■ EXCERPTED PASSAGE:
[start]

Attached files

file filename
EX-10.23 - Greater Cannabis Company, Inc.ex10-23.htm
EX-10.22 - Greater Cannabis Company, Inc.ex10-22.htm

 

 

 

UNITED STATES

SECURITIES AND EXCHANGE COMMISSION

WASHINGTON, D.C. 20549

 

FORM 8-K

 

CURRENT REPORT

 

PURSUANT TO SECTION 13 OR 15(d) OF THE

SECURITIES EXCHANGE ACT OF 1934

 

Date of Report (Date of Earliest Event Reported): January 9, 2018

 

THE GREATER CANNABIS COMPANY, INC.

(Exact Name of Registrant as Specified in its Charter)

 

Florida   333-2188574   30-0842570

(State or Other Jurisdiction

of Incorporation)

  (Commission
File Number)
 

(IRS Employer

Identification No.)

 

244 2nd Ave N, Suite 9, St. Petersburg, FL 33701

(Address of Principal Executive Offices, Including Zip Code)

 

Registrant’s telephone number, including area code: (727) 482-1505

 

Not Applicable

(Former Name or Former Address, if Changed Since Last Report)

[end]

■ MATERIAL PROVIDED:
[start]

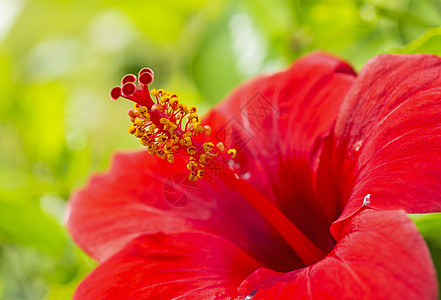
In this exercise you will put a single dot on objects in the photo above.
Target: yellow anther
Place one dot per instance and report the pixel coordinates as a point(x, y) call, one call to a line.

[end]

■ CHALLENGES:
1. From the filing cover page, extract the part that opens with the words containing "(Address of Principal" and closes with "Since Last Report)".
2. Decide whether each statement agrees with the filing cover page, answering yes or no and quoting the deciding words.
(a) The earliest event reported took place on January 9, 2018.
(b) The registrant's principal executive offices are located in Tampa.
(c) The report is made under Section 13 or 15(d) of the Securities Exchange Act of 1934.
3. Answer these questions using the filing cover page.
(a) Which form does the page identify?
(b) What telephone number is given for the registrant?
(c) What city and zip code are shown for the Securities and Exchange Commission?
Use only the filing cover page to complete this work.

■ SOLUTIONS BY TASK:
1.
(Address of Principal Executive Offices, Including Zip Code)

 

Registrant’s telephone number, including area code: (727) 482-1505

 

Not Applicable

(Former Name or Former Address, if Changed Since Last Report)

2.
(a) Yes: "Date of Report (Date of Earliest Event Reported): January 9, 2018"
(b) No: "244 2nd Ave N, Suite 9, St. Petersburg, FL 33701"
(c) Yes: "PURSUANT TO SECTION 13 OR 15(d) OF THE SECURITIES EXCHANGE ACT OF 1934"

3.
(a) Form 8-K
(b) (727) 482-1505
(c) Washington, D.C. 20549